- _What is required_: Copy the material below word for word, starting at the line that contains "Identify each column capital" and ending with the last line of the material.

- _Records of labeled boxes_:
---*---
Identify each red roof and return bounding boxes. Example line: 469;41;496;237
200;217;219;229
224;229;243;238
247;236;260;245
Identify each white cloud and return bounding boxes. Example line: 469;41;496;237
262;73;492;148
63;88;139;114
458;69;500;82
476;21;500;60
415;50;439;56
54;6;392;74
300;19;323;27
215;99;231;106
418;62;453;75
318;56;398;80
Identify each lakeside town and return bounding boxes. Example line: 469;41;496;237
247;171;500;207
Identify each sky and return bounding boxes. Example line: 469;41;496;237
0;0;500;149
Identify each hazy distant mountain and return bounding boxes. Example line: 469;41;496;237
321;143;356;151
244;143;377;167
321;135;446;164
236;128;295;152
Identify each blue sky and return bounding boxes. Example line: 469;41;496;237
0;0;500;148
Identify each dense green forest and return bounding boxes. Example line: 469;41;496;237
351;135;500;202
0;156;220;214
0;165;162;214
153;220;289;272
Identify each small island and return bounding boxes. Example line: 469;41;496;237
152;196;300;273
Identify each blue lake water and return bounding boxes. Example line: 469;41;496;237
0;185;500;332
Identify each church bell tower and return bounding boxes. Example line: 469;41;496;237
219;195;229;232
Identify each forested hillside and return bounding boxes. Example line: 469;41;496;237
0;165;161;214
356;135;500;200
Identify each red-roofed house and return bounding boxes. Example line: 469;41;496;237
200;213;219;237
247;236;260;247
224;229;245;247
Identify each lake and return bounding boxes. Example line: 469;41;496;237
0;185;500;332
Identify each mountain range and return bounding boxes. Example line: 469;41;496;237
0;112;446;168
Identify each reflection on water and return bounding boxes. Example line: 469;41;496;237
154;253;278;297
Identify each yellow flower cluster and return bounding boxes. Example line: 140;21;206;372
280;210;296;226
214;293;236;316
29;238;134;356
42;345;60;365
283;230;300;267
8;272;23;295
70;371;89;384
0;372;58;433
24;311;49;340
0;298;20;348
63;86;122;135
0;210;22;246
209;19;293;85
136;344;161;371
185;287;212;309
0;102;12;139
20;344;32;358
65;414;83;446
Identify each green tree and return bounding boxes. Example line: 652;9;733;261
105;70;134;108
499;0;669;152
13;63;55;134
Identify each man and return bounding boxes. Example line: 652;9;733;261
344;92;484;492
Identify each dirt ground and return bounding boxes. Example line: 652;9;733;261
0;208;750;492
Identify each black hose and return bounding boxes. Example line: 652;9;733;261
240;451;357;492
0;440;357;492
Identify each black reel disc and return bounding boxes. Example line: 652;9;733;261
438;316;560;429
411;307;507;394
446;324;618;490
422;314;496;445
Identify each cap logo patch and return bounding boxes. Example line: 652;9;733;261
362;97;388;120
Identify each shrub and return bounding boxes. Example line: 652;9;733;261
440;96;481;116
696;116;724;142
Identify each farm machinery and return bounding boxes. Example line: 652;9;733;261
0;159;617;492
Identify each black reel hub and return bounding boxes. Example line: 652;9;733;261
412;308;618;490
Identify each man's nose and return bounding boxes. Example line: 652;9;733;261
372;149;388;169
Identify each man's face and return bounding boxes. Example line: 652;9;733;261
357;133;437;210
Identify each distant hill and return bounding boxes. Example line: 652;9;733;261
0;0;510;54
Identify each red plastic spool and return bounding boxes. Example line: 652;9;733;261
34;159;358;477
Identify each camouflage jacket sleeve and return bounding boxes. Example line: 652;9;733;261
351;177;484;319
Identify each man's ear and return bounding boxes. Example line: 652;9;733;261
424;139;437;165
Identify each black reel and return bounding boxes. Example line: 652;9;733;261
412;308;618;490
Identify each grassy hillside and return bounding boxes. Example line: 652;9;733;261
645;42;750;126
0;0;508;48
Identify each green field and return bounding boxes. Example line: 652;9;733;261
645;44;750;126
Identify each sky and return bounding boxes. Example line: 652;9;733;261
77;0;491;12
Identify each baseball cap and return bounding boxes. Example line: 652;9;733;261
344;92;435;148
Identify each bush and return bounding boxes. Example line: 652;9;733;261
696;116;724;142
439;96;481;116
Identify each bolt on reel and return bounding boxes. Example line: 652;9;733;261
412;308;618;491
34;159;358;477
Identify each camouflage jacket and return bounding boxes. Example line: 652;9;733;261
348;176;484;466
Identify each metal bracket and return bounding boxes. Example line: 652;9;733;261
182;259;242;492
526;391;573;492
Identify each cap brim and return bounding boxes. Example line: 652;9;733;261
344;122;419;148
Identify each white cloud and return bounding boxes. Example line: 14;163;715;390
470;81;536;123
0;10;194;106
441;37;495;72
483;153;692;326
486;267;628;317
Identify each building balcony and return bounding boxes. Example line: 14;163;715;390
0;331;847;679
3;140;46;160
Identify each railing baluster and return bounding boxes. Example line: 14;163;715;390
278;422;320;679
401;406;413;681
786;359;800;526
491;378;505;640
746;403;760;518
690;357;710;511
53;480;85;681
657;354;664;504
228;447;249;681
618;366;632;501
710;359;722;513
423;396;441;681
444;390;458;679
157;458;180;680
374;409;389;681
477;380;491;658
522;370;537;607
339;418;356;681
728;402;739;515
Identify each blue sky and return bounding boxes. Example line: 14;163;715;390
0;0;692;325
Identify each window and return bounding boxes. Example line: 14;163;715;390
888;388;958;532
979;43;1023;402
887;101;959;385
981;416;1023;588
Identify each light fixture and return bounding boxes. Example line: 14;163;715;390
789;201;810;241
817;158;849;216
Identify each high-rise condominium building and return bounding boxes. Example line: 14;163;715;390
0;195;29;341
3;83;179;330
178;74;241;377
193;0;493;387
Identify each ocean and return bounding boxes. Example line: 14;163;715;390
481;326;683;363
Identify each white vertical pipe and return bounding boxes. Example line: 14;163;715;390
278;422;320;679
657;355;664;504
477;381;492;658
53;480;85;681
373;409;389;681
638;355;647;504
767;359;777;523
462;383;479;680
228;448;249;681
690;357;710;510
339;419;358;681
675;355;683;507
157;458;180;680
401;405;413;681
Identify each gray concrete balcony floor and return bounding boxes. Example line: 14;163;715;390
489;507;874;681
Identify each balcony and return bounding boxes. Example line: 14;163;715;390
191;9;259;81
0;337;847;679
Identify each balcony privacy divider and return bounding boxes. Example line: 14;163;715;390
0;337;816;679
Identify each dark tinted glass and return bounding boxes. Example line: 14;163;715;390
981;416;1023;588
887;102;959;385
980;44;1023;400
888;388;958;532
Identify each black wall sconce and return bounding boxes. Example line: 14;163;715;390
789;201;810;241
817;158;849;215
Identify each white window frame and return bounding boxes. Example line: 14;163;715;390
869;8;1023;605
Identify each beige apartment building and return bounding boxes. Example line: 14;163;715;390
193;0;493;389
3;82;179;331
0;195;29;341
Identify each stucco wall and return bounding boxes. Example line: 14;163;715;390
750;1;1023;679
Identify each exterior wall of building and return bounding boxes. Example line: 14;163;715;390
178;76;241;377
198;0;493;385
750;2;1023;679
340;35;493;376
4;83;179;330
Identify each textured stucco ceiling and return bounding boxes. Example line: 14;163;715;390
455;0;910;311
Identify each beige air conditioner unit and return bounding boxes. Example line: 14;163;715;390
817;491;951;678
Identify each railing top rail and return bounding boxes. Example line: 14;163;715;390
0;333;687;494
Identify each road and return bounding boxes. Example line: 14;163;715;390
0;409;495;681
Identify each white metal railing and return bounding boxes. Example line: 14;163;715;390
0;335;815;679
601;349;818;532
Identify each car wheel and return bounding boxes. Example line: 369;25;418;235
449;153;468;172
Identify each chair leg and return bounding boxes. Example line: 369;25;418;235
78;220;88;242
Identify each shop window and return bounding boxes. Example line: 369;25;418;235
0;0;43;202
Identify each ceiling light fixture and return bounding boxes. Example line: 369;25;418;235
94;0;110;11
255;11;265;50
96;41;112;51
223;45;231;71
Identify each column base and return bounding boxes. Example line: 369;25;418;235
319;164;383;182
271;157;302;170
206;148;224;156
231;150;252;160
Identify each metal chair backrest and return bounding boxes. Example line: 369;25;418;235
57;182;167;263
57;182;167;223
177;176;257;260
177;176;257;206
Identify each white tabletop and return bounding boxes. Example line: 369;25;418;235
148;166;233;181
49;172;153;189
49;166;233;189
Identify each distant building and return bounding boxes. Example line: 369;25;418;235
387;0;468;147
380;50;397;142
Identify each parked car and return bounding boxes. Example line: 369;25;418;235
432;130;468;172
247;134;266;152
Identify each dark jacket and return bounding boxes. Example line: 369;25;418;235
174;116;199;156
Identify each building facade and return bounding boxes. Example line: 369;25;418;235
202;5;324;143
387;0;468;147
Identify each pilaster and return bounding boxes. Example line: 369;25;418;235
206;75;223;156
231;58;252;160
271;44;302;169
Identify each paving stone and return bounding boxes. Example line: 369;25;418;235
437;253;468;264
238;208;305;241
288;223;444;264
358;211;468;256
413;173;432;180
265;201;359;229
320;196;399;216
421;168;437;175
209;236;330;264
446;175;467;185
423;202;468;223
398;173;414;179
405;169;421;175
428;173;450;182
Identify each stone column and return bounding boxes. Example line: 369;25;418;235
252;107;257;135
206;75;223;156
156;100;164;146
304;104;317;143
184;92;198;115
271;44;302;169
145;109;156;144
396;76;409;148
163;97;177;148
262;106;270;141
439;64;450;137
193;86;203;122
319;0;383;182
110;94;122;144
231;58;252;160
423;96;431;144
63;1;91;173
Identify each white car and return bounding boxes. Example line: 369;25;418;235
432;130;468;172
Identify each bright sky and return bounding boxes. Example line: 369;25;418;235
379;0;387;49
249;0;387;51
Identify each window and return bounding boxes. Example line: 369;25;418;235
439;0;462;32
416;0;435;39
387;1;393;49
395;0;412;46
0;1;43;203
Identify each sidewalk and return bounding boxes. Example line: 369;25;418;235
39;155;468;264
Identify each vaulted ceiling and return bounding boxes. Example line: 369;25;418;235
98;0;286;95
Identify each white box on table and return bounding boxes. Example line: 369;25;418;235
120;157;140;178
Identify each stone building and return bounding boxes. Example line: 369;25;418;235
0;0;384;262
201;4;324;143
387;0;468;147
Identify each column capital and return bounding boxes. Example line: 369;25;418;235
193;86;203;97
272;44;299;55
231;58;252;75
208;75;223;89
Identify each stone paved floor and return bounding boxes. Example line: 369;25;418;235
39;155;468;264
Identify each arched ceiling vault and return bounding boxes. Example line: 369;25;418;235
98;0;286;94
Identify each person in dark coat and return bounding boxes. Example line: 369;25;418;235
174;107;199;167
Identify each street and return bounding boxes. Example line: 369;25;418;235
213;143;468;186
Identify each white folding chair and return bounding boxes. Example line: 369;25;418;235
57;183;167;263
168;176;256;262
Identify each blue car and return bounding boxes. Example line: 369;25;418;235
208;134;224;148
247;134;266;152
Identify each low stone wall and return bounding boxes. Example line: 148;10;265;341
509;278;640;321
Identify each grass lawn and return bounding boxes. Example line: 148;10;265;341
---*---
- _Correct output_:
Identify each column capital and return bounding boxes. Example line: 369;25;418;235
193;86;203;97
272;44;299;55
231;58;252;75
208;75;223;89
Identify each stone paved floor and return bounding boxes. Example line: 369;25;418;235
39;155;468;264
Identify each arched ceiling vault and return bounding boxes. Example line: 369;25;418;235
98;0;286;94
Identify each person in dark coat and return bounding boxes. Example line: 369;25;418;235
174;107;199;167
Identify each street and return bounding boxes. Example line: 369;25;418;235
213;143;468;186
Identify each white folding chair and return bounding boxes. Example line: 369;25;418;235
57;183;167;263
168;176;256;262
Identify each blue car and return bounding boxes. Example line: 369;25;418;235
208;134;224;148
247;134;266;152
Identify each low stone wall and return bounding boxes. Example line: 148;10;265;341
509;278;640;321
Identify each grass lawn and return bounding boxes. Example line: 148;10;265;341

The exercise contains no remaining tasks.